(Directive A):
In the entries below, convert the lines from the one containing "woman's neck, which" through the end of the entries into a numbered list, leaving out any blank lines.

(Passage to read):
>>>>

Tag Archives: faith

honoring where you are, today

I never in my life thought I would be a group fitness class girlie. So much so that I loudly declared in August of 2019 that I would **never** go to a gym that only offered group fitness classes. The ego of a former collegiate athlete is so cute sometimes.

Cut to 3 months after that declaration, I was in a group fitness class. And I have quite literally never looked back. I can’t get enough.

Side note: I’ve learned to stop saying I’ll never do something.

One of the things I’ve come to deeply appreciate about these classes is that instructors/coaches/hype girls will start the class with a standard rundown of what’s about to happen and wrap up their intro speech with a version of, “Every day is different, so honor where you are, today.”

While their encouragement is to engage in the class the best way you and your body can for that day, it struck a different chord with me last week.

One of the downfalls of being a person in the world today (I think I can generalize what I’m about to say…) is that we’re expected to beat yesterday. “The only competition you have is yesterday’s version of yourself!”
“You’re only as good as your next rep!”
“Last quarter your numbers were higher than they are currently…”
“You were fine last week and nothing has changed, so what gives?”

<<<<

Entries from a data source
>>>>

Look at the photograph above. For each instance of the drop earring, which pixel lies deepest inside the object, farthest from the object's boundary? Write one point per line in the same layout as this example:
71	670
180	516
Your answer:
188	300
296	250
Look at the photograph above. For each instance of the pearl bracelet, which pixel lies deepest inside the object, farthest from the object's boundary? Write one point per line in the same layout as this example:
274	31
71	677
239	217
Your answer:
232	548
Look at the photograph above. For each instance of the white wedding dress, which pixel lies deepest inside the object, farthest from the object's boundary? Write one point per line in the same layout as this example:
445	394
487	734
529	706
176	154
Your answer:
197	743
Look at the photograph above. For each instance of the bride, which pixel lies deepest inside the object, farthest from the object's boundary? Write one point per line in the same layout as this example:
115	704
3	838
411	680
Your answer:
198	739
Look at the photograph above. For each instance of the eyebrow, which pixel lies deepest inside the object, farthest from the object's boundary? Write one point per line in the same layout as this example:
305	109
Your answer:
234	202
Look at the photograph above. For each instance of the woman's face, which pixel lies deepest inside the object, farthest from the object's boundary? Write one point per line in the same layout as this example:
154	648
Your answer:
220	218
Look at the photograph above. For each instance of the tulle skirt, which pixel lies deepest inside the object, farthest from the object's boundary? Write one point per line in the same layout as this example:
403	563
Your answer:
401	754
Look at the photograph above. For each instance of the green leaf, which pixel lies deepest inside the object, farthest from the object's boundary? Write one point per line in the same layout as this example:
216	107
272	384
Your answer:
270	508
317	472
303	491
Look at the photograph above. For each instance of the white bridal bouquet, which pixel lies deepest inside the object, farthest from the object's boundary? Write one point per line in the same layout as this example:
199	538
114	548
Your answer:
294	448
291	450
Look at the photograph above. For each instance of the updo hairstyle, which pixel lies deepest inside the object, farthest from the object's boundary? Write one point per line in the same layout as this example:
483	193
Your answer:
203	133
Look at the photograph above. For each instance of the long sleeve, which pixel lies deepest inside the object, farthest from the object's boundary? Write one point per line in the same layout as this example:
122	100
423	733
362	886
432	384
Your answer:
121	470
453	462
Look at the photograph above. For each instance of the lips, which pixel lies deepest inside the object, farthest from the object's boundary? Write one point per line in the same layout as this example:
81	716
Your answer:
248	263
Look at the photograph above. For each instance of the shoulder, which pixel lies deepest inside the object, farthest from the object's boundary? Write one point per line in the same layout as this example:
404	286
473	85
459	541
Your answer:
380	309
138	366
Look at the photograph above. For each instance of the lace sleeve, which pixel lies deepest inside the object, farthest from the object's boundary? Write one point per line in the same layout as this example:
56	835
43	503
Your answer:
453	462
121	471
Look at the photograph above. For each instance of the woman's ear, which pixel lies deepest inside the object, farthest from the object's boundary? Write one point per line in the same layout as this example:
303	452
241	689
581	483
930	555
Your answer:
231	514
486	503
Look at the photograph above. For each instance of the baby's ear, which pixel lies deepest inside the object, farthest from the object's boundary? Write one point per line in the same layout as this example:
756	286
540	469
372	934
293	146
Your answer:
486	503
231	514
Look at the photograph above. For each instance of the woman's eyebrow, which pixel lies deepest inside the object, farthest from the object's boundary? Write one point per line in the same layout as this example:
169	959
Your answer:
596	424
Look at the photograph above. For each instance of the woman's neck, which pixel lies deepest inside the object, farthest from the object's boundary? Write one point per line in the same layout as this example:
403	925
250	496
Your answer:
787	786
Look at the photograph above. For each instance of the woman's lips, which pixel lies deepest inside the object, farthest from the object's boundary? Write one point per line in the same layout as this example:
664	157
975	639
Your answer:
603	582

<<<<

(Directive B):
Output the whole post above about group fitness classes, word for word.

(Exercise output A):
1. Look at the photograph above. For each instance of the woman's neck, which pixel lies deepest inside the object, farthest from the object's boundary? Write one point per line in the same layout as this example:
2. 403	925
3. 250	496
4. Your answer:
5. 787	786
6. Look at the photograph above. For each instance of the woman's lips, which pixel lies deepest inside the object, farthest from the object's boundary? Write one point per line in the same layout as this example:
7. 664	157
8. 975	639
9. Your answer:
10. 603	582

(Exercise output B):
Tag Archives: faith

honoring where you are, today

I never in my life thought I would be a group fitness class girlie. So much so that I loudly declared in August of 2019 that I would **never** go to a gym that only offered group fitness classes. The ego of a former collegiate athlete is so cute sometimes.

Cut to 3 months after that declaration, I was in a group fitness class. And I have quite literally never looked back. I can’t get enough.

Side note: I’ve learned to stop saying I’ll never do something.

One of the things I’ve come to deeply appreciate about these classes is that instructors/coaches/hype girls will start the class with a standard rundown of what’s about to happen and wrap up their intro speech with a version of, “Every day is different, so honor where you are, today.”

While their encouragement is to engage in the class the best way you and your body can for that day, it struck a different chord with me last week.

One of the downfalls of being a person in the world today (I think I can generalize what I’m about to say…) is that we’re expected to beat yesterday. “The only competition you have is yesterday’s version of yourself!”
“You’re only as good as your next rep!”
“Last quarter your numbers were higher than they are currently…”
“You were fine last week and nothing has changed, so what gives?”